# [Passage for review]
######

Dealing with a Pandemic
Q. My family is following the recommendations for prevention amid this global pandemic. The seven of us are reconfiguring our lives. It’s quite novel to eat all our meals together sitting around the same dining room table. Fun. When one of us feels like we are on our “last nerve,” we’ve learned to laugh and be upfront about needing a bit of space. We grew up in the Lutheran religion. I remember hearing something about Martin Luther going through a pandemic but when I called my pastor, he was unfamiliar with the quotation I was looking for. Any chance you have that and can share it with me?
A. I have one of my colleagues to thank for providing me with the quote you may be wanting. I am happy to hear that your family is making lemonade from lemons during this pandemic. When something like this happens there are only a couple of choices: chomp at the bit, so to speak, and get upset and irritable and “think about filing for divorce,” as was mentioned recently on one of the national news shows. Or choose to accept what is outside your control and take positive steps to embrace healthy strategies that are within your control. Sometimes all you can do is to change the way you think—because that does change the way you feel.
About Martin Luther. I might preface this with noting that it is imperative that people follow the national guidelines that are being provided—something that Martin Luther did not have. Nearly 500 years later, the world does have the advantage of not only additional research but of protective strategies.
During my master’s degree in Epidemiology and Health Education, we studied the history of some epidemics. One of them included mention of reformer Martin Luther. In 1527, so the story goes, Luther was faced with a deadly outbreak of bubonic plague in his small town of Wittenberg, Germany. A fellow pastor asked for his advice on how to handle the situation. Reportedly, this is what Martin Luther wrote:
“I shall ask God mercifully to protect us. Then I shall fumigate, help purify the air, administer medicine, and take it. I shall avoid places and persons where my presence is not needed in order not to become contaminated and thus perchance inflict and pollute others, and so cause their death as a result of my negligence. If God should wish to take me, he will surely find me, and I have done what has expected of me and so I am not responsible for either my death or the death of others. If my neighbor needs me, however, I shall not avoid place or person but will go freely as stated above. See this as a God-fearing faith because it is neither brash nor fool-hardy and does not tempt God.” [Luther's Works Volume 43, page 132. The letter, "Whether one may flee from a Deadly Plague," written to the Rev. Dr. John Hess.]

######

# [Aim of the exercise]
In the column on dealing with a pandemic, copy the words without changes, beginning at "About Martin Luther." and stopping after "of protective strategies.".

######

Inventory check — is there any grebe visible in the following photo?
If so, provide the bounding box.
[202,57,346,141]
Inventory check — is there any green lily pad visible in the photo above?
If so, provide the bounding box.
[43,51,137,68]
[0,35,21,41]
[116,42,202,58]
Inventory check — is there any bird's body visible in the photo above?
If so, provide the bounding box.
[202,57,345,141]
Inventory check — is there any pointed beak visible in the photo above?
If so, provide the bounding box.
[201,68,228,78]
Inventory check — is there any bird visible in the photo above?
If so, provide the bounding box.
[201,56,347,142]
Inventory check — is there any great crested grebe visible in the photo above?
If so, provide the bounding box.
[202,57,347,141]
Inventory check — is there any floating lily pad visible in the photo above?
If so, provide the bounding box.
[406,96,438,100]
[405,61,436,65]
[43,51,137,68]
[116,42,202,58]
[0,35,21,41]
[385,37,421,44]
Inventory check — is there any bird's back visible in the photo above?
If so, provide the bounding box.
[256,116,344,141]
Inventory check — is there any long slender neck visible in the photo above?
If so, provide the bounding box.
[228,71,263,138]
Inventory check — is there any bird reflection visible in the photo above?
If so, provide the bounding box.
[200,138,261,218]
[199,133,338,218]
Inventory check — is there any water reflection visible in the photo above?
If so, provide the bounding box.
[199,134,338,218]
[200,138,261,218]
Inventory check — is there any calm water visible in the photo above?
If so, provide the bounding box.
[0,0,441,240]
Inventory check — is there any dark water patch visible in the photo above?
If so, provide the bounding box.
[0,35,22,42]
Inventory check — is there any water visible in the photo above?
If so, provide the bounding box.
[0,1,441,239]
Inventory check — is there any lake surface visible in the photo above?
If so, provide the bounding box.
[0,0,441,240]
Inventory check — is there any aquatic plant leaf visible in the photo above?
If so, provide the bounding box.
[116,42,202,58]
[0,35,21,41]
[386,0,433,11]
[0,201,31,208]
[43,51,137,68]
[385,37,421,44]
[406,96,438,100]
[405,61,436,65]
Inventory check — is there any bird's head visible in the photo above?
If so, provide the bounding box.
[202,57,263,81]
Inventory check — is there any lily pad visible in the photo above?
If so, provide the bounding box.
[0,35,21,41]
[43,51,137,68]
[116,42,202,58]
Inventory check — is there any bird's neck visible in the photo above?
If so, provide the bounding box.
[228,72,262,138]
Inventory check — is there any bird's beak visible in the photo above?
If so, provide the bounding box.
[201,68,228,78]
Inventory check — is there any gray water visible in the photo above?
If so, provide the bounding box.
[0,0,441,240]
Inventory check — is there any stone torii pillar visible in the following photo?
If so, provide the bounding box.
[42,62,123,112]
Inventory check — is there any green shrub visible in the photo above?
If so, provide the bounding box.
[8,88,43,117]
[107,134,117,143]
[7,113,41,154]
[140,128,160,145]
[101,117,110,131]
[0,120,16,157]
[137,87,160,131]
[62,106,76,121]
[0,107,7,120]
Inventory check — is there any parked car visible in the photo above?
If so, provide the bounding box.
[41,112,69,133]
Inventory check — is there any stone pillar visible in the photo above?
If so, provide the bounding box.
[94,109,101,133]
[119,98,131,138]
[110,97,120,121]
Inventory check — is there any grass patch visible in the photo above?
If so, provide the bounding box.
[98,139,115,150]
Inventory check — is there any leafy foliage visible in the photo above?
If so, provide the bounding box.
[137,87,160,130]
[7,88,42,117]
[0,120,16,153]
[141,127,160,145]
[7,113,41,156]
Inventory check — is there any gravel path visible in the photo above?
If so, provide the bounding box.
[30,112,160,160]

######

# [Exercise result]
About Martin Luther. I might preface this with noting that it is imperative that people follow the national guidelines that are being provided—something that Martin Luther did not have. Nearly 500 years later, the world does have the advantage of not only additional research but of protective strategies.